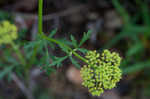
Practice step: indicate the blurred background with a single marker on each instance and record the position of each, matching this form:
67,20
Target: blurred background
119,25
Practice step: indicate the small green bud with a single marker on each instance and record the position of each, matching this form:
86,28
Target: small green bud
102,71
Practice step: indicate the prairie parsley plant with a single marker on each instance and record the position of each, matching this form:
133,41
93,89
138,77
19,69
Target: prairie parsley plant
101,72
8,32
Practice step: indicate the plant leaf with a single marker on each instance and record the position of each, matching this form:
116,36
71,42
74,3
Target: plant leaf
85,37
53,32
74,62
6,71
74,41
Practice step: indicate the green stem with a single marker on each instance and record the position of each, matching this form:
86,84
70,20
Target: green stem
62,44
19,54
40,16
40,31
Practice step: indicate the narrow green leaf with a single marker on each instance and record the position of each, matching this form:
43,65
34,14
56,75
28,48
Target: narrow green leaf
136,67
58,61
86,36
74,41
82,50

##############################

**WHAT THE TASK ASKS**
Convert every line of the records above into a JSON list of strings, one string per line, skipping blank lines and omitting the pictures.

**OUTPUT BELOW**
[
  "Practice step: indicate the blurred background with a single marker on each instance and record the position of each, matching this form:",
  "67,20",
  "Target: blurred background",
  "119,25",
  "Practice step: indicate the small green bud with a single marker on each instance and record the position of each, matching this form:",
  "86,28",
  "Target: small green bud",
  "102,71",
  "Practice step: indicate the prairie parsley plant with a single marker on each instance and record the position of each, matching this form:",
  "133,41",
  "93,89",
  "138,77",
  "19,69",
  "Target: prairie parsley plant",
  "101,72",
  "8,32",
  "Practice step: indicate the plant leaf with a single marker on each instance and record the position of each, matching this form:",
  "116,36",
  "71,42",
  "74,3",
  "Target: plant leaf",
  "85,37",
  "53,32",
  "74,62",
  "6,71",
  "74,41",
  "Practice step: indicate the green stem with a single marker on each instance and record the position of each, matching this form:",
  "86,84",
  "70,20",
  "Target: green stem",
  "62,44",
  "19,54",
  "40,16",
  "40,31",
  "Practice step: indicate the narrow green leaf with a single marker on each instance and record the position of each, matching this form:",
  "43,65",
  "34,14",
  "56,75",
  "28,48",
  "Target: narrow green leaf",
  "136,67",
  "58,61",
  "86,36",
  "74,41",
  "82,50"
]